> Document:

Interactive Marketing Maturity And Web Analytics

How good is your company at marketing online? Or, more broadly, at marketing through digital or interactive channels?

As a Web Analyst, you track, analyze, and report on a host of metrics that help answer the questions of how well your company did online, and how well it may do in the future.

But how GOOD is your firm at marketing online? Does your company do all the things it should be doing to market and sell online?

What marketers—and web analysts, in particular—need is a framework to assess their interactive marketing capabilities, and for creating a roadmap of investments they need to make in order to improve their interactive marketing ability.

Models that do this—often referred to as “maturity models”—are found in other disciplines and industries. For example, IT application developers have the Capability Maturity Model® (CMM). The CMM is the “application of process improvement in the development of products and services covering the entire product lifecycle from conceptualization through maintenance and disposal.” The CMM comprises collections of best practices to help firms improve their processes, especially for information technology projects, but not limited to them.

Generally, commonalities for each stage exist across maturity models. The first stages typically represent recognition of the current status and approach. Generally, to be considered in stage one, basic performance of the activity is required. The second stages involve the conscious application of a consistent approach, often applied consistently, and with coordination, across the enterprise. At the third stages, there is quantitative and applied measurement.

> Required work:
In the text on interactive marketing maturity, what maturity model is named for IT application developers?

> Material provided:
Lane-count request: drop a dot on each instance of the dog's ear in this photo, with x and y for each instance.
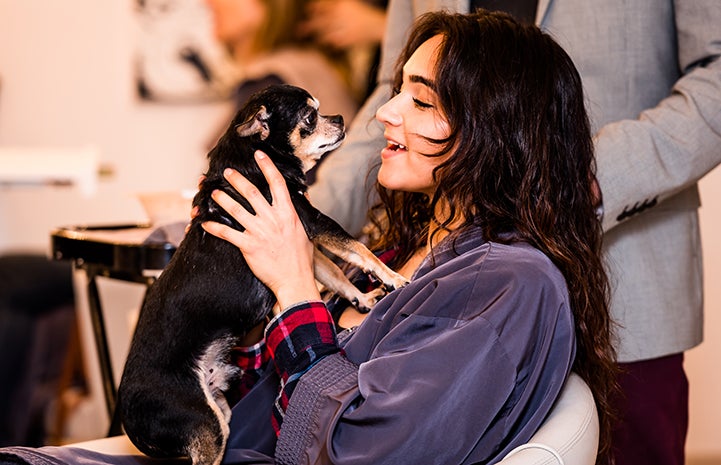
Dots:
(258, 124)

> Written reply:
The Capability Maturity Model® (CMM).